WHAT IS BEING ASKED:
Using the listing below, copy exactly the lines from the one containing "Each instance receives a single keypoint. Tag the woman's neck" to the one containing "Each instance receives a single keypoint. Tag the dog's hind", both lines included, and no others.

DATA EXCERPTS:
+---+
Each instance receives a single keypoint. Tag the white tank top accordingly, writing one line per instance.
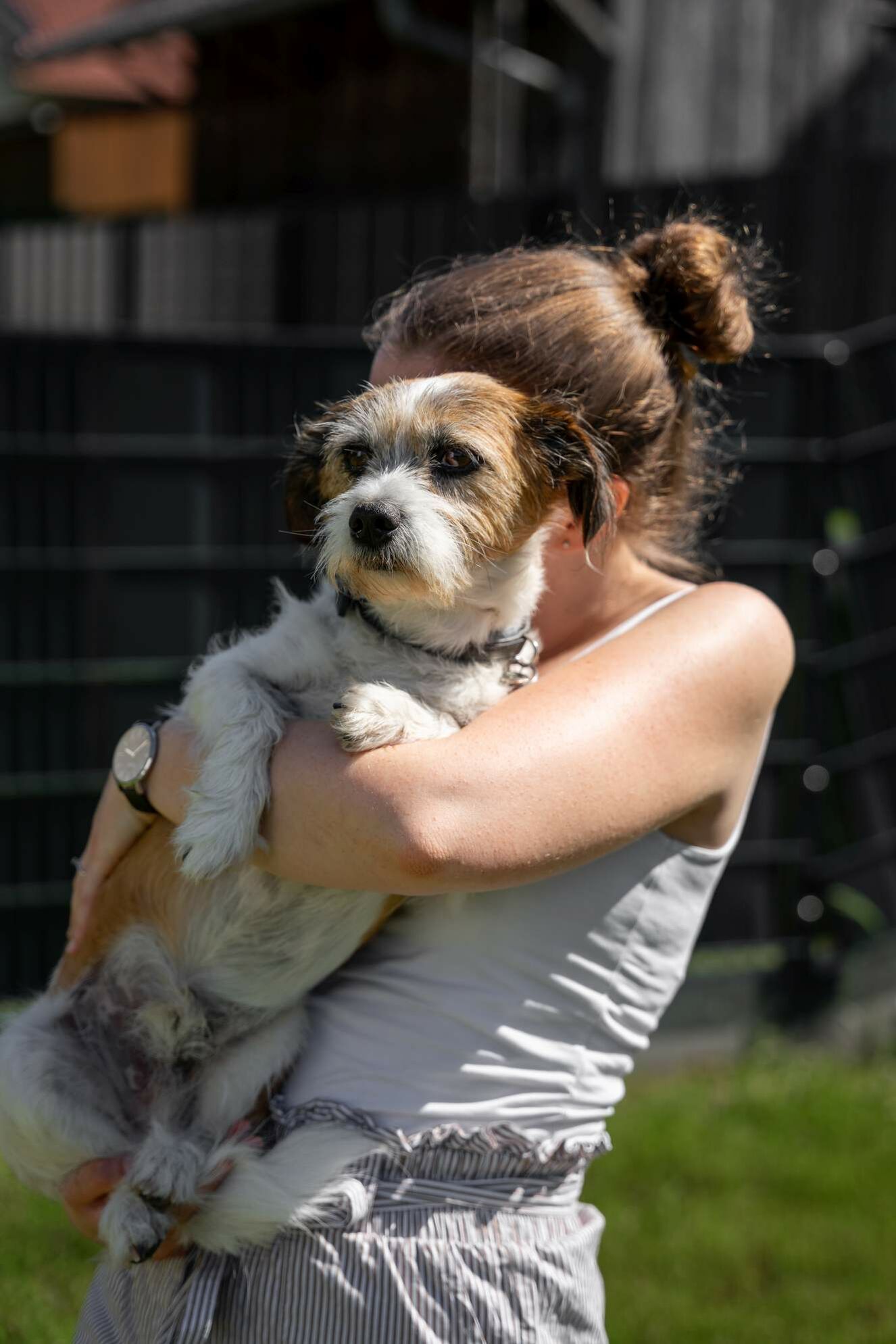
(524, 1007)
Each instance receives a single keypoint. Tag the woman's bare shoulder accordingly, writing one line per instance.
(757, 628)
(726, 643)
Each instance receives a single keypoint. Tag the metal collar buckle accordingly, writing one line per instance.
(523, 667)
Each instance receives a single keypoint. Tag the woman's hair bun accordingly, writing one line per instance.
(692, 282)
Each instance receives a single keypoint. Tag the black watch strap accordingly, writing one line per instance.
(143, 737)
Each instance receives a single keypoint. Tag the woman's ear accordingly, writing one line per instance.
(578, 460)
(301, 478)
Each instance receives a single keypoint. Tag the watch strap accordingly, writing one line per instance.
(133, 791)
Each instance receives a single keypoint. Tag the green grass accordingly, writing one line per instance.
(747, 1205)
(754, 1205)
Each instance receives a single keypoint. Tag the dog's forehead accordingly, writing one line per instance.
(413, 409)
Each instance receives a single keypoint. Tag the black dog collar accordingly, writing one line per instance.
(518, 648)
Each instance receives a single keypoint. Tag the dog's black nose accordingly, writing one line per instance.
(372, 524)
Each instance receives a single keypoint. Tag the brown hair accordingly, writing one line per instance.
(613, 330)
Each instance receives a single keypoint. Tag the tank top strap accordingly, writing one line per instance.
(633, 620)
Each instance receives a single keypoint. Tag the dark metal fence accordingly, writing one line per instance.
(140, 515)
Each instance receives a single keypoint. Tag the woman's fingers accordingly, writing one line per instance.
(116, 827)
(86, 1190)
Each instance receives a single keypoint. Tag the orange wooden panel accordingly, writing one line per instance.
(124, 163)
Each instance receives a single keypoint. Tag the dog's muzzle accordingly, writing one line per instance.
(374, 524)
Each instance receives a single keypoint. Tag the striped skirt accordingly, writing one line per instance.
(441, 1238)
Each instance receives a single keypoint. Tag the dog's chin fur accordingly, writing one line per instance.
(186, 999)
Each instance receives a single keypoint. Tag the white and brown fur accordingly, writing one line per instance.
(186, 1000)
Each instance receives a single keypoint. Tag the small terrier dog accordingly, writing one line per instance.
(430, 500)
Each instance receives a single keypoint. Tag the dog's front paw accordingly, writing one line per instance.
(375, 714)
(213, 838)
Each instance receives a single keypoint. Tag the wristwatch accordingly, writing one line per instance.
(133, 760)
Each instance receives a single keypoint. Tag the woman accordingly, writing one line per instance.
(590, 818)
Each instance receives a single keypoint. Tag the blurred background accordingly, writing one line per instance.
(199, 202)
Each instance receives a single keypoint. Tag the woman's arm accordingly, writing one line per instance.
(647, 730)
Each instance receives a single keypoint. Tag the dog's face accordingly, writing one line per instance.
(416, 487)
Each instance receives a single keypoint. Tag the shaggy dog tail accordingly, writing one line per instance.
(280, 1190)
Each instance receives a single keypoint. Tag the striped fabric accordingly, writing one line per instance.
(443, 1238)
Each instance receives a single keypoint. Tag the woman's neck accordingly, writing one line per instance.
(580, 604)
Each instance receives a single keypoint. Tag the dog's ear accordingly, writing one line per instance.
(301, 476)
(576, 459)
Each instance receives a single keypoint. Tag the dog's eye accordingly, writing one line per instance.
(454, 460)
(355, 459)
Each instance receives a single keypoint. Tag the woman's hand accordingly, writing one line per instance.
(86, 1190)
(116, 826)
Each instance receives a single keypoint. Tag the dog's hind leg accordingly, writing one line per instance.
+---+
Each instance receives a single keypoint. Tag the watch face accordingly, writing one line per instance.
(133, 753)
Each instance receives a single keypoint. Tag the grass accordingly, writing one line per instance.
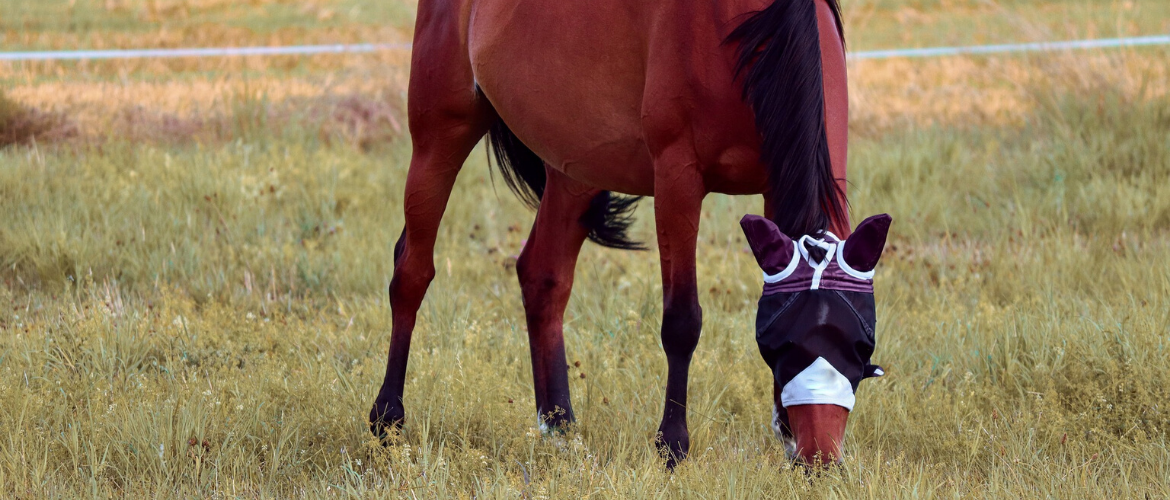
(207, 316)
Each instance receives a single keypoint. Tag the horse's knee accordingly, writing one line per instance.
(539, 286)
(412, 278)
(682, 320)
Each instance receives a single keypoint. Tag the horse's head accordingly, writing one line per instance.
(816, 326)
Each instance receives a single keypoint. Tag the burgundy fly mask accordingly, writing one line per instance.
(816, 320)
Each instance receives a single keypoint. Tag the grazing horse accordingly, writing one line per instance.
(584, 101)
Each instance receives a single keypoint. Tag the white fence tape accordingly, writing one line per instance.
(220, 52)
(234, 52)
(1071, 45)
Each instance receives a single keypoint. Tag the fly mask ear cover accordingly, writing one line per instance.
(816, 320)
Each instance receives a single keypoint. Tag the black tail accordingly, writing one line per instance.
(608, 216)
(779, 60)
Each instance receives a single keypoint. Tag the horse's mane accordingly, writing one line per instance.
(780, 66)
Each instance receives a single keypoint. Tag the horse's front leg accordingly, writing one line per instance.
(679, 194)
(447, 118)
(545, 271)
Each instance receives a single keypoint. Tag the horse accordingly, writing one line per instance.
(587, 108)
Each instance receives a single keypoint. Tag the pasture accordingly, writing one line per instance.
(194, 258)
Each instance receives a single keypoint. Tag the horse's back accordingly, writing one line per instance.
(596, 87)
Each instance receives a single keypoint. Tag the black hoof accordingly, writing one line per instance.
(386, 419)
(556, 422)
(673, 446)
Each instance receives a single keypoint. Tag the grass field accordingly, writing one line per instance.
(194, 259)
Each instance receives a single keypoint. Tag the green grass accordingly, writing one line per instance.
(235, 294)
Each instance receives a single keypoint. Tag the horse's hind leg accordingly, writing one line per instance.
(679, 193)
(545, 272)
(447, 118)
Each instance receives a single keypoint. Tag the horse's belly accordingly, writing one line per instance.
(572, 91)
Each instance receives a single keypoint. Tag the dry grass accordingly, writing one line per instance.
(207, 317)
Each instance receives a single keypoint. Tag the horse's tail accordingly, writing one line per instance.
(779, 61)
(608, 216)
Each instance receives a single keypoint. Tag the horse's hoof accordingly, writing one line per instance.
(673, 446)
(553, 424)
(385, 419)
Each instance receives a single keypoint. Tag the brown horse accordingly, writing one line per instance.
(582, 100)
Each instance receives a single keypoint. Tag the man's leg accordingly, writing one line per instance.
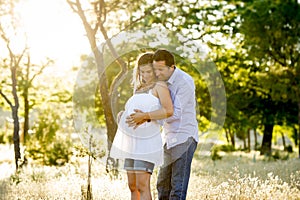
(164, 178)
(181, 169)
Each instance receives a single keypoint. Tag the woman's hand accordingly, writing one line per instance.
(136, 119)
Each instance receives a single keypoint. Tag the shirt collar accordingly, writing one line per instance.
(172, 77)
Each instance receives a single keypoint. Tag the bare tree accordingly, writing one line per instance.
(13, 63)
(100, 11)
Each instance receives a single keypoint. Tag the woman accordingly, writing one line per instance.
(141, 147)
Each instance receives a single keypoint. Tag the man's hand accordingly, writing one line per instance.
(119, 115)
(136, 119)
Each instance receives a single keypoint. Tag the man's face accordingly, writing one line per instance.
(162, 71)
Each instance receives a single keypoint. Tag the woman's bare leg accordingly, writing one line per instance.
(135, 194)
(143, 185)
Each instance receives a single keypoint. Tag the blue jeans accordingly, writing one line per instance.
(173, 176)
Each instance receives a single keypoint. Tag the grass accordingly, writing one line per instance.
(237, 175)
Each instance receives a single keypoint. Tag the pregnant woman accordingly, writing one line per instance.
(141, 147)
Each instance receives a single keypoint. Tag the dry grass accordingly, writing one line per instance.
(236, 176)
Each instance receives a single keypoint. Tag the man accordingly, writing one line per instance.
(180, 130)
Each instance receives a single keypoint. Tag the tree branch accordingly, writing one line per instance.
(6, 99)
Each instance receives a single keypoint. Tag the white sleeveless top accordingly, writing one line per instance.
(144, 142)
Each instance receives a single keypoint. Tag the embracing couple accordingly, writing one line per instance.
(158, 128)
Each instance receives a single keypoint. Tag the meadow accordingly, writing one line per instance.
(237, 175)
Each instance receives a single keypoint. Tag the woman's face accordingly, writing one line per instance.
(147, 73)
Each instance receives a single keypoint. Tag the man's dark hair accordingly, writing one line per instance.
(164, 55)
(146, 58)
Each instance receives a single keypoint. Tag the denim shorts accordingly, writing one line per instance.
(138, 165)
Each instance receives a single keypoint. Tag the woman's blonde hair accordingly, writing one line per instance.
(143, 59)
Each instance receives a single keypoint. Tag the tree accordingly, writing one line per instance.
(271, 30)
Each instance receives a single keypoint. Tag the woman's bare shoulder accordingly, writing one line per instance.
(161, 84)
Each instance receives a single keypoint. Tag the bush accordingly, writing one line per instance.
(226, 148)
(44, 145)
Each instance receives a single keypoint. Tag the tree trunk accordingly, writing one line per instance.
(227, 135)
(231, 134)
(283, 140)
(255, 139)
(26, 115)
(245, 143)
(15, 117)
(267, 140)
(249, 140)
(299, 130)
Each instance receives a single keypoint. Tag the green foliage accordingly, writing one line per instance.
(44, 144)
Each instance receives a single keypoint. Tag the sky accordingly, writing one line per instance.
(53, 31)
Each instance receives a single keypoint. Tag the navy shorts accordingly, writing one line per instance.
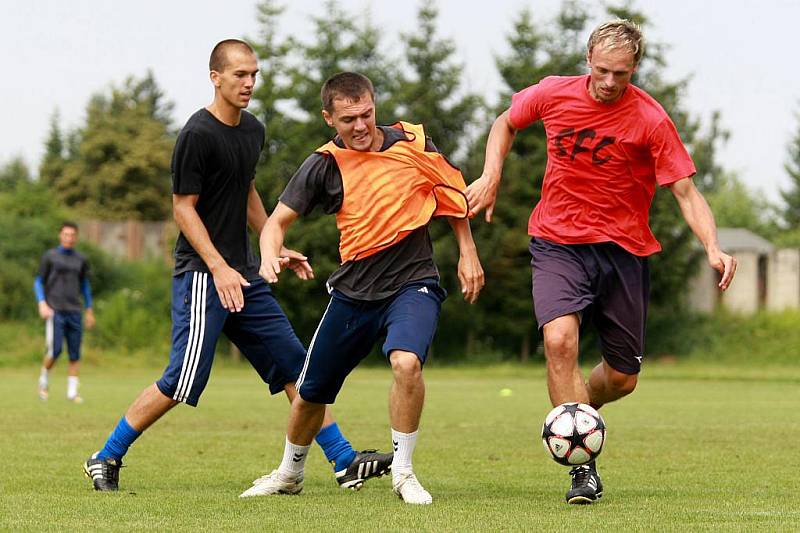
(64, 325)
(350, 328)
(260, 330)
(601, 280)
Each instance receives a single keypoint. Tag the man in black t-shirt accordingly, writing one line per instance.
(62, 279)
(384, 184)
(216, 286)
+---+
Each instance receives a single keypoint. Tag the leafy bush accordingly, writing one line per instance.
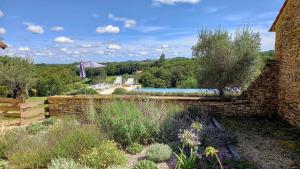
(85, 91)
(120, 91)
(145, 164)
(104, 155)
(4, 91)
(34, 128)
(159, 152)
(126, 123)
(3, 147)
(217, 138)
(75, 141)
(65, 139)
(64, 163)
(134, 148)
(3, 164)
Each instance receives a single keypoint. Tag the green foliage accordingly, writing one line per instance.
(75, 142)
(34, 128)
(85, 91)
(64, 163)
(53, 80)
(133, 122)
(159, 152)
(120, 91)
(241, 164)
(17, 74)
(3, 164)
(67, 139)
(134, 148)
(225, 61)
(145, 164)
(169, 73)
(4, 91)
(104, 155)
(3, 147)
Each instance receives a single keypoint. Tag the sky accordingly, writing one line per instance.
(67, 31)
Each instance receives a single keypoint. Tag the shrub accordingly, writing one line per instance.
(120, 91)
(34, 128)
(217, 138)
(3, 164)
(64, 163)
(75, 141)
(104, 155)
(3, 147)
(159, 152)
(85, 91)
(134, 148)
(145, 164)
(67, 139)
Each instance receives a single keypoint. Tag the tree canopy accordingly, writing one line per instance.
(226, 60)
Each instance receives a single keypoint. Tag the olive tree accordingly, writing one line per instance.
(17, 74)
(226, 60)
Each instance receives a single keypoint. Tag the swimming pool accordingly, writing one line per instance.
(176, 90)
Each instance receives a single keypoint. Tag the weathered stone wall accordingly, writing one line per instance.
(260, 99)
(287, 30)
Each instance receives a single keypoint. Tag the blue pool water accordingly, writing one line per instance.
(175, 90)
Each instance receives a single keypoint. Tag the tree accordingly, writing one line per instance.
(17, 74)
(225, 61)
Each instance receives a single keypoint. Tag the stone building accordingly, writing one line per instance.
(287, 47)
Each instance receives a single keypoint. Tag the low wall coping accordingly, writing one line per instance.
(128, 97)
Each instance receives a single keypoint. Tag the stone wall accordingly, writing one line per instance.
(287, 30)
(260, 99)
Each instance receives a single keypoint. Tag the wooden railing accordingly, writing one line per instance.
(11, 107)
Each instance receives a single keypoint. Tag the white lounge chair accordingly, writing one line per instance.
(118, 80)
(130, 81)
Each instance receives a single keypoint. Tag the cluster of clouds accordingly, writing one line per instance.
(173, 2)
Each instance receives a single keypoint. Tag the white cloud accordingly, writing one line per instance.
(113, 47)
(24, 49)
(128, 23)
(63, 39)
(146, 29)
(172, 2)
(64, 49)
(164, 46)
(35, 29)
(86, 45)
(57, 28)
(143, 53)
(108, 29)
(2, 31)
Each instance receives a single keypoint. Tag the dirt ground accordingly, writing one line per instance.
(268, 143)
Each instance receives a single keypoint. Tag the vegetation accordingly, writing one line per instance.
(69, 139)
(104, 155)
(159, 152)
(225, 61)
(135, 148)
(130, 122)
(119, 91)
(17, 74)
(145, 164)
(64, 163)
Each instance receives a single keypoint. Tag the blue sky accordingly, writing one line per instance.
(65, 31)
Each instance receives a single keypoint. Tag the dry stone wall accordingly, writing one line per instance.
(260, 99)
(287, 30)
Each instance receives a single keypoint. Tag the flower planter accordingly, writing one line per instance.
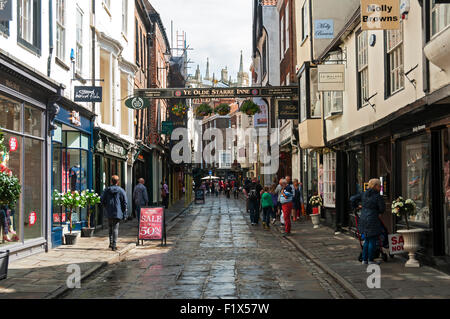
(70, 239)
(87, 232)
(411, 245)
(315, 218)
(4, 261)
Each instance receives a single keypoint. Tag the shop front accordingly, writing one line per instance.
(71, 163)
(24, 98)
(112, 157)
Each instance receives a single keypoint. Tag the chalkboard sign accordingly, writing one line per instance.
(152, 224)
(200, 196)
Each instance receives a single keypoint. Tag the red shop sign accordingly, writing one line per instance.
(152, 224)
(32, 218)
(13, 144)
+---+
RESULT FOR THIS EXERCISE:
Each instance receives a single keypoint. Tag the woman's neck accordingly, writing one line per instance.
(580, 604)
Each instance receives a single keypoint. Tag the dog's ear accordingly, writing one line per instance.
(301, 476)
(576, 459)
Each instance receives a single keypoint. Tag the dog's eye accordingly, writing one line per instance.
(454, 460)
(355, 459)
Each instance receives a single keypoint. Tag the woman's hand accordingly, writing one line per instance.
(86, 1190)
(116, 826)
Each instance receives a single keypoint. Tag the dog's hind leg accordingly, writing one line per instance.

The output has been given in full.